W3C home > Mailing lists > Public > uri@w3.org > September 2003

Escaping issues

From: David Hopwood <david.hopwood@zetnet.co.uk>
Date: Fri, 19 Sep 2003 13:52:35 +0000
Message-ID: <3F6B0A23.FA07CB4A@zetnet.co.uk>
To: web-calculus@waterken.com, uri@w3.org


[Context for the URI WG list: we are talking about whether two URIs
such as the following are equivalent, in the sense that an URI processing
application is permitted to convert the former to the latter:


while claiming not to have changed which resource the URI points to.

Note that '+' is in the <reserved> production, but is not specifically
reserved in the <authority> or <userinfo> component.

If this were possible, then there would be a security problem in a
proposed application, so we need to distinguish between the answers
"definitely no" vs. "yes or maybe". It would also be useful to know
whether the answer is different for RFC 2396bis as compared to 2396.]

Tyler Close wrote:
> On Friday 19 September 2003 00:23, David Hopwood wrote:
> > "+" is not reserved in the <authority> component:
> Yes, and section 2.2 of RFC 2396bis says:
> "Allowed reserved characters that are not assigned a sub-component
> delimiter role by this specification should be considered reserved
> for special use by whatever software generates the URI (i.e., they
> may be used to delimit or indicate information that is significant
> to interpretation of the identifier, but that significance is
> outside the scope of this specification)."

#####

= Goal 1 =
List every header field name shown at the top of the mailing list message on URI escaping.
= Goal 2 =
Write the next part of the mailing list message on URI escaping, starting after its last quoted sentence.
The records after this point come from a different source than the mailing list message on URI escaping.

#####

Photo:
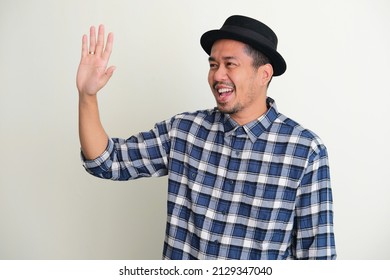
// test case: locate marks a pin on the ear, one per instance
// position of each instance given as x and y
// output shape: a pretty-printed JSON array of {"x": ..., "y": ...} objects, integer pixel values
[{"x": 266, "y": 73}]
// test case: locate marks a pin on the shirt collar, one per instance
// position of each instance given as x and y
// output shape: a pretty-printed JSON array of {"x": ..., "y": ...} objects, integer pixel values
[{"x": 256, "y": 127}]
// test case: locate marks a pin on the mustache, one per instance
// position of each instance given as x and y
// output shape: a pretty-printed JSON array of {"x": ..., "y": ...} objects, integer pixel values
[{"x": 216, "y": 84}]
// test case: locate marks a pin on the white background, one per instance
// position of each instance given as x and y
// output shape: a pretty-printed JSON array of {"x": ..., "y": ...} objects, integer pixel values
[{"x": 336, "y": 84}]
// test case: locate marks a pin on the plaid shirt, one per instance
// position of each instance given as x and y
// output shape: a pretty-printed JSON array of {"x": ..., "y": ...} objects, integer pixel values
[{"x": 258, "y": 191}]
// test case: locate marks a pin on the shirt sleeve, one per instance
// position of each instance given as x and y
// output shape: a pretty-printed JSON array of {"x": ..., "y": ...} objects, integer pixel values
[
  {"x": 142, "y": 155},
  {"x": 314, "y": 235}
]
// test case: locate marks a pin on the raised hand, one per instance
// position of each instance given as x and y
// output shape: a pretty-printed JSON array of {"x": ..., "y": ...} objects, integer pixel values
[{"x": 93, "y": 74}]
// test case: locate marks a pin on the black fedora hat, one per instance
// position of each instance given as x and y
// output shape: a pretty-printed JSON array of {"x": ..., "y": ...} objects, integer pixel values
[{"x": 249, "y": 31}]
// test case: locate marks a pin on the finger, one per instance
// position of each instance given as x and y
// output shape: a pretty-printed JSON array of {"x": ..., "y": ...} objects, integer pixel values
[
  {"x": 108, "y": 48},
  {"x": 108, "y": 74},
  {"x": 100, "y": 41},
  {"x": 92, "y": 39},
  {"x": 84, "y": 48}
]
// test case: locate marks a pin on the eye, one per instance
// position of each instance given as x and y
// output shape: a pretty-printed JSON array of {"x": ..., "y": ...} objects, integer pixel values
[
  {"x": 230, "y": 64},
  {"x": 213, "y": 65}
]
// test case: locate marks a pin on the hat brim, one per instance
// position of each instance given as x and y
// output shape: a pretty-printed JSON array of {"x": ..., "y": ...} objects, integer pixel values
[{"x": 209, "y": 38}]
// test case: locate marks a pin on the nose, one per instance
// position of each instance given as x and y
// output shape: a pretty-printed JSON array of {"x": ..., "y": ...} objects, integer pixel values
[{"x": 220, "y": 74}]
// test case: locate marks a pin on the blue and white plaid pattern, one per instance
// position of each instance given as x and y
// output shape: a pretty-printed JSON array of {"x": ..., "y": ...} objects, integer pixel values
[{"x": 258, "y": 191}]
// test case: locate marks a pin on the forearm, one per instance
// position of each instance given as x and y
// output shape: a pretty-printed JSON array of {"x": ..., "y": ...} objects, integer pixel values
[{"x": 93, "y": 138}]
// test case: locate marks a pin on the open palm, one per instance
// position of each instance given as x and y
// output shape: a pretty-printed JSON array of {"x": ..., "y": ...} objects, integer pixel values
[{"x": 93, "y": 74}]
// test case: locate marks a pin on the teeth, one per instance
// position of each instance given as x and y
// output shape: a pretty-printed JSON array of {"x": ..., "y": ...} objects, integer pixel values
[{"x": 223, "y": 90}]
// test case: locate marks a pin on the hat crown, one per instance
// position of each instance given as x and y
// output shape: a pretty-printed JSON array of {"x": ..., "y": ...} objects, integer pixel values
[
  {"x": 251, "y": 32},
  {"x": 251, "y": 25}
]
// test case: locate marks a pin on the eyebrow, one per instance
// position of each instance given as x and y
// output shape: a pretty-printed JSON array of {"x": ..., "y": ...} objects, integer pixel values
[{"x": 223, "y": 58}]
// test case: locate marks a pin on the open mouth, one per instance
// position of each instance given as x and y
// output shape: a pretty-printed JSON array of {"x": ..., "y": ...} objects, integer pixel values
[{"x": 224, "y": 93}]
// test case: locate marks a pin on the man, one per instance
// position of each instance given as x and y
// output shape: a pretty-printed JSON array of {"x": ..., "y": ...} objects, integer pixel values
[{"x": 244, "y": 181}]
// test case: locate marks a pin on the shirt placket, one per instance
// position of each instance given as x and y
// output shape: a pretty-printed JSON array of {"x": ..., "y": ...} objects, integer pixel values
[{"x": 225, "y": 206}]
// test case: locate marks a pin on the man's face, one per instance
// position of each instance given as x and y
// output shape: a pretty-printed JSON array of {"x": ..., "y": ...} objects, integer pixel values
[{"x": 236, "y": 85}]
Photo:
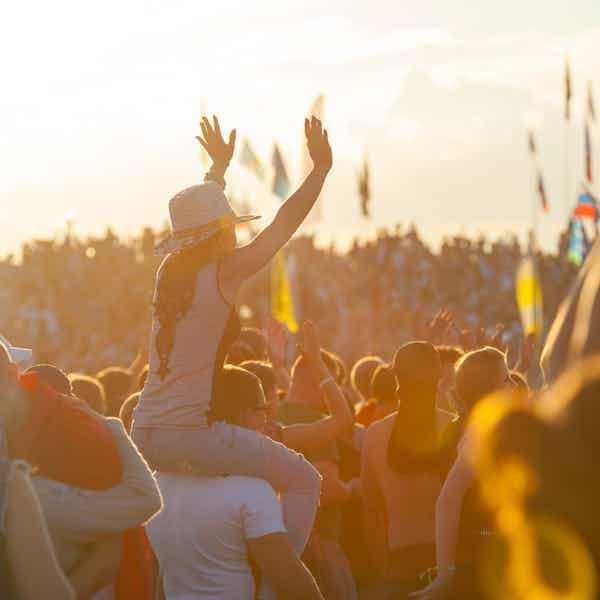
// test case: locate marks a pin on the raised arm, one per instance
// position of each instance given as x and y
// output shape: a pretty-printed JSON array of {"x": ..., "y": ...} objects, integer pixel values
[
  {"x": 306, "y": 436},
  {"x": 248, "y": 259}
]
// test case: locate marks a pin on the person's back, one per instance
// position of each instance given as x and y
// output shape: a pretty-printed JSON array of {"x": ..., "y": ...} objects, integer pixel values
[
  {"x": 407, "y": 499},
  {"x": 180, "y": 396},
  {"x": 201, "y": 537}
]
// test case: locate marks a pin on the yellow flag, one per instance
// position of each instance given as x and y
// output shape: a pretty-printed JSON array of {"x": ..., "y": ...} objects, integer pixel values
[
  {"x": 529, "y": 297},
  {"x": 282, "y": 304}
]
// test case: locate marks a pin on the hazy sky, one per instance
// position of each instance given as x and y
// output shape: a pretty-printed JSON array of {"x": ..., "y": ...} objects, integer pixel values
[{"x": 100, "y": 103}]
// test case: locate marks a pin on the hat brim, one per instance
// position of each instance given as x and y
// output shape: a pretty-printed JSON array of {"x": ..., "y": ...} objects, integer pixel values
[
  {"x": 173, "y": 244},
  {"x": 16, "y": 354}
]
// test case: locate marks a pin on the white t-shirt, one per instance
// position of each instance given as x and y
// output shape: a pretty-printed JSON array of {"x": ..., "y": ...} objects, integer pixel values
[{"x": 200, "y": 536}]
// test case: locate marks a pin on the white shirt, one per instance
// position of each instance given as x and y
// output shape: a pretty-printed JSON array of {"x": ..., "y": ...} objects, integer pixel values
[{"x": 200, "y": 536}]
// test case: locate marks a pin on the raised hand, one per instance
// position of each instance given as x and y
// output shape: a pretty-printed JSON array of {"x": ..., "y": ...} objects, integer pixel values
[
  {"x": 311, "y": 345},
  {"x": 318, "y": 144},
  {"x": 212, "y": 141}
]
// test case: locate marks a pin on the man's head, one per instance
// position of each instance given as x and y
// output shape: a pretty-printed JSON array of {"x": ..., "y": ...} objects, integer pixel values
[
  {"x": 478, "y": 374},
  {"x": 362, "y": 373},
  {"x": 254, "y": 338},
  {"x": 239, "y": 352},
  {"x": 264, "y": 371},
  {"x": 239, "y": 399},
  {"x": 90, "y": 390},
  {"x": 304, "y": 387},
  {"x": 383, "y": 385},
  {"x": 417, "y": 369},
  {"x": 54, "y": 377},
  {"x": 116, "y": 382}
]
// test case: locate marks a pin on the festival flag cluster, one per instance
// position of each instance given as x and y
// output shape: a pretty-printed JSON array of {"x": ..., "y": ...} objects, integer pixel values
[
  {"x": 281, "y": 181},
  {"x": 282, "y": 300},
  {"x": 529, "y": 297},
  {"x": 568, "y": 90},
  {"x": 586, "y": 215},
  {"x": 541, "y": 190}
]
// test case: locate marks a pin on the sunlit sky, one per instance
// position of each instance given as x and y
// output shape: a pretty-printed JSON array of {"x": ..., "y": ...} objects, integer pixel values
[{"x": 100, "y": 103}]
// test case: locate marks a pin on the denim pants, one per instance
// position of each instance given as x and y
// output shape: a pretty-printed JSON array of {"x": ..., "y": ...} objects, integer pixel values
[{"x": 224, "y": 449}]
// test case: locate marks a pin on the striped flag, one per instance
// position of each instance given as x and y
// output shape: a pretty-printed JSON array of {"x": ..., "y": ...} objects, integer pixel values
[
  {"x": 589, "y": 174},
  {"x": 529, "y": 297},
  {"x": 587, "y": 207},
  {"x": 531, "y": 143},
  {"x": 541, "y": 190},
  {"x": 250, "y": 160},
  {"x": 281, "y": 181},
  {"x": 578, "y": 243},
  {"x": 542, "y": 193},
  {"x": 568, "y": 91},
  {"x": 364, "y": 189},
  {"x": 591, "y": 105},
  {"x": 282, "y": 303}
]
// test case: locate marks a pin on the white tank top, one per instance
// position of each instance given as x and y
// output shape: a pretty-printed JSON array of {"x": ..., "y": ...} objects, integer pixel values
[{"x": 202, "y": 337}]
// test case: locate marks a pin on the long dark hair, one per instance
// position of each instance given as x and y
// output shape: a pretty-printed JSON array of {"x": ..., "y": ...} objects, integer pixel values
[
  {"x": 175, "y": 292},
  {"x": 415, "y": 444}
]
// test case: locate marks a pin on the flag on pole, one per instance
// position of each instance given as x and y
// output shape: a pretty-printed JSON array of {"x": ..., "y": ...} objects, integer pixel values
[
  {"x": 587, "y": 207},
  {"x": 568, "y": 91},
  {"x": 282, "y": 303},
  {"x": 591, "y": 105},
  {"x": 281, "y": 181},
  {"x": 529, "y": 297},
  {"x": 541, "y": 190},
  {"x": 364, "y": 189},
  {"x": 588, "y": 154},
  {"x": 250, "y": 160},
  {"x": 542, "y": 193},
  {"x": 531, "y": 143},
  {"x": 578, "y": 244}
]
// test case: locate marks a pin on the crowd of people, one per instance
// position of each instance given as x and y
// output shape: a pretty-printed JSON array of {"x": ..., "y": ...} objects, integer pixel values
[
  {"x": 405, "y": 449},
  {"x": 396, "y": 282}
]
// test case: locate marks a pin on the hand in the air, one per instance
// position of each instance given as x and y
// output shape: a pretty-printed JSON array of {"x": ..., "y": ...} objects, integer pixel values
[
  {"x": 212, "y": 141},
  {"x": 318, "y": 144},
  {"x": 311, "y": 345}
]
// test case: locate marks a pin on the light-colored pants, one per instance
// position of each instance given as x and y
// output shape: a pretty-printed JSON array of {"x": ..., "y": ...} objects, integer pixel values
[{"x": 224, "y": 449}]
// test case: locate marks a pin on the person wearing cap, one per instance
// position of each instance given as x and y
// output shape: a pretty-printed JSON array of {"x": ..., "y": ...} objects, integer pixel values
[
  {"x": 195, "y": 322},
  {"x": 17, "y": 355}
]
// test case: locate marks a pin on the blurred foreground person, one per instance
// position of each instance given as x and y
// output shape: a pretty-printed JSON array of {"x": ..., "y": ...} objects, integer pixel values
[
  {"x": 195, "y": 322},
  {"x": 405, "y": 459},
  {"x": 213, "y": 530},
  {"x": 539, "y": 474},
  {"x": 462, "y": 524},
  {"x": 91, "y": 482},
  {"x": 29, "y": 569}
]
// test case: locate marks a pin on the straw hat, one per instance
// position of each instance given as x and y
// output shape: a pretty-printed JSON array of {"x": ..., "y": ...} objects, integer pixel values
[{"x": 197, "y": 213}]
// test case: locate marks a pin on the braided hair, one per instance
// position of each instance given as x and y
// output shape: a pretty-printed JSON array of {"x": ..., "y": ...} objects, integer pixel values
[{"x": 175, "y": 293}]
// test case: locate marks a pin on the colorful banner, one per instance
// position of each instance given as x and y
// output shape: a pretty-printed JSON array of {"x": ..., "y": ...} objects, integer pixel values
[
  {"x": 529, "y": 297},
  {"x": 282, "y": 303}
]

#####

= Expected answer 1 =
From, Date, Message-ID, To

= Expected answer 2 =
RFC 2396 did not include this paragraph, and 2396 is what existing proxies,
firewalls, etc. may be implementing.

> That's exactly what we want to do, so we should be using one of
> the reserverd characters that is not already assigned a meaning
> within the <authority> component. The '+' character fits the bill.
> > Also not the issue. There's no way to guarantee that it isn't escaped
> > by any URI processing applications (including proxies, firewalls, etc.)
> RFC 2396bis specifically forbids the software from escaping a
> reserved character.

I interpret that as meaning a character that is reserved within each
particular field:

2.4.2 When to Escape and Unescape

   Under normal circumstances, the only time that characters within a
   URI string are escaped is during the process of generating the URI
   from its component parts.  Each component may have its own set of
   characters that are reserved, so only the mechanism responsible for
   generating or interpreting that component can determine whether or
   not escaping a character will change its semantics.  The exception is
   when a URI is being used within a context where the unreserved "mark"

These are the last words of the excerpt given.